(Rows from a dataset)
________

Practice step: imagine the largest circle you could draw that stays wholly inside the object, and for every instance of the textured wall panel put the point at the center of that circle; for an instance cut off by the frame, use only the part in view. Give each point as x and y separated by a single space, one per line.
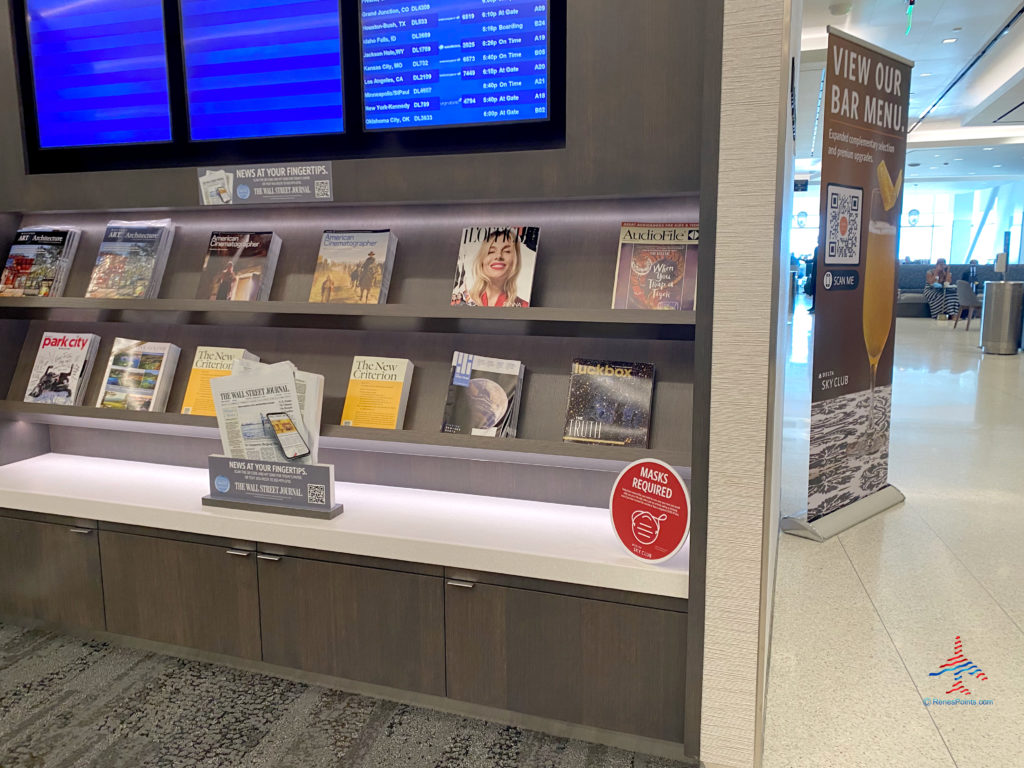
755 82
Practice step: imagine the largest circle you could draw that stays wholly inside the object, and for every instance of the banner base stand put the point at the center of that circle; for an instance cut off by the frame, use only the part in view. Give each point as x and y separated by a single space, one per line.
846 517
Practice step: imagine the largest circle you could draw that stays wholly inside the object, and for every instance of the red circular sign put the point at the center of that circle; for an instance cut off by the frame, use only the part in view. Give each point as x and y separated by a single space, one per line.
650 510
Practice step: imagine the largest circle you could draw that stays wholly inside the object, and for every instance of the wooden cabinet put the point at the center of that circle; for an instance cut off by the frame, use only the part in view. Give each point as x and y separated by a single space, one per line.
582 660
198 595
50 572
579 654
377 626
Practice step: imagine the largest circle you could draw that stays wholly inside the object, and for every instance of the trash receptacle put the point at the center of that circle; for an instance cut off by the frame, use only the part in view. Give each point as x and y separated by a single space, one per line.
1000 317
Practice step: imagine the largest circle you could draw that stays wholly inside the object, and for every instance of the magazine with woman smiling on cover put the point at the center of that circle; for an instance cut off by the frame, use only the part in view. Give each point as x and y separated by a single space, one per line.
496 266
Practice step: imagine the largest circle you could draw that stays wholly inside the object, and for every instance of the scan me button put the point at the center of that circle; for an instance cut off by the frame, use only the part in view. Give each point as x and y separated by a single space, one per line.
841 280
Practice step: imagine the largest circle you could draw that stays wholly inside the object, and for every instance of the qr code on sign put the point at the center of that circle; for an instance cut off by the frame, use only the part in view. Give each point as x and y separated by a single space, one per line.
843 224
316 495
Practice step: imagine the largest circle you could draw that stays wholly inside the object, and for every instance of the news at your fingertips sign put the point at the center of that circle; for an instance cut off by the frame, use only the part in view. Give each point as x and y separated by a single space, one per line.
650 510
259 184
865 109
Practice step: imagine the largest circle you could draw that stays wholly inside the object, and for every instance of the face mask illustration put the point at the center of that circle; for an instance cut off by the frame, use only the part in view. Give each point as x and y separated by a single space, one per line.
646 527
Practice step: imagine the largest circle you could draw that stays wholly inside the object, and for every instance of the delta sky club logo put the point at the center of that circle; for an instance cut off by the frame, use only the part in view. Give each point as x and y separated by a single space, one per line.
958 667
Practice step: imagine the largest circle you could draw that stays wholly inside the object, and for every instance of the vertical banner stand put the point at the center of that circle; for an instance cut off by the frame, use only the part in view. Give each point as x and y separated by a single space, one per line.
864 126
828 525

________

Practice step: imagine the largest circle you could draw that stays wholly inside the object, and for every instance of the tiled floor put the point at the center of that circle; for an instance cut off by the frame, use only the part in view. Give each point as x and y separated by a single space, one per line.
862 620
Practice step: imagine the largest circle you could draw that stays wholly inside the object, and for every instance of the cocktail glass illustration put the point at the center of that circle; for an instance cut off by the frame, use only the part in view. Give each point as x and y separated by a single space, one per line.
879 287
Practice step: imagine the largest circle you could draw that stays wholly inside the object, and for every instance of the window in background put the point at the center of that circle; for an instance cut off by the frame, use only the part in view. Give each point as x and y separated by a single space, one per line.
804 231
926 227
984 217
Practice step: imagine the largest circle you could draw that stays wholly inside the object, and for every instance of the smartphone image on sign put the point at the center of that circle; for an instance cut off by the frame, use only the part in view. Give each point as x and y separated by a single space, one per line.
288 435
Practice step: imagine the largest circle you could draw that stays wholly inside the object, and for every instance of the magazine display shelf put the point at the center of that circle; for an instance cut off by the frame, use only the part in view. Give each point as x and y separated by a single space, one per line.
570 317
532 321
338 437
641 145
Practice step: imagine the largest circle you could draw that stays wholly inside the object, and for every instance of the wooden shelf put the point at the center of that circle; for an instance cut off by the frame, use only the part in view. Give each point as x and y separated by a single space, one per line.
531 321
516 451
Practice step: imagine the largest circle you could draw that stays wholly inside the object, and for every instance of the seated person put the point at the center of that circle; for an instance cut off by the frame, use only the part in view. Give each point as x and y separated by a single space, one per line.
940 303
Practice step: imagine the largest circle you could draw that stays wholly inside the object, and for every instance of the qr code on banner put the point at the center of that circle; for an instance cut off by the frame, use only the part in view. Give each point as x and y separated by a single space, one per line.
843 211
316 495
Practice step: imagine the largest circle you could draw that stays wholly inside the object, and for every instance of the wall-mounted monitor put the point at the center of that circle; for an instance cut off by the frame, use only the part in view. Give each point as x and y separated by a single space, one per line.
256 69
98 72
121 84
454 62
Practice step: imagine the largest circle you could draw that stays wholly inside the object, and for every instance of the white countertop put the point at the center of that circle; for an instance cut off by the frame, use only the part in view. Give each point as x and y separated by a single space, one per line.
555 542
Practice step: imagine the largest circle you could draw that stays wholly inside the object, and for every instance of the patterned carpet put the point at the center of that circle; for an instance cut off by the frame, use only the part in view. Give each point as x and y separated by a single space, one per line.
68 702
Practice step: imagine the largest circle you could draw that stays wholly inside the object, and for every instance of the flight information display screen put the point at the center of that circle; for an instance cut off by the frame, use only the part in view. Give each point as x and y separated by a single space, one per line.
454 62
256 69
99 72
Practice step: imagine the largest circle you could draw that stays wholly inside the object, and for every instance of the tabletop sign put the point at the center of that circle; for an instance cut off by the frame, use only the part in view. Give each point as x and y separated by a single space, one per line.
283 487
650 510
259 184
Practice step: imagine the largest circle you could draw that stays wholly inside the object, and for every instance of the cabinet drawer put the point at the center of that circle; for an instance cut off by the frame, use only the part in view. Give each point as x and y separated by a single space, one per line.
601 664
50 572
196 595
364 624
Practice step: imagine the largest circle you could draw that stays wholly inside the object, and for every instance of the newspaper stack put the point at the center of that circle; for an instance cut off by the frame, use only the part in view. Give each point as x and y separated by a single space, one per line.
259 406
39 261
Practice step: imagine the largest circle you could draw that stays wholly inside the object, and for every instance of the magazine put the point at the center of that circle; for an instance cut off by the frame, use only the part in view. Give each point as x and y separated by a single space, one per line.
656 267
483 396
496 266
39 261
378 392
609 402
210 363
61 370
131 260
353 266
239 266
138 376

________

[Goal of the exercise]: Collect every line of the rows above that contains the string "wall", and treat uppercase and lowercase as distinct.

[Response to this task]:
Practice step: imagine the largest circle you could draw that stays wholly inside the object, and for every instance of the textured wall panel put the point at the center of that circle; for an instance cut off by the frame, use only the part in view. Give each point as x and y separated by a single space, one per line.
Practice step: imagine the largest circle you could draw that stays wholly inside the object, and for every instance of the wall-mounted monitor put the point at the center of that circle; for an instance cut off by the frame, use only the part in view. Give each point as x and y separated by a single space, one per line.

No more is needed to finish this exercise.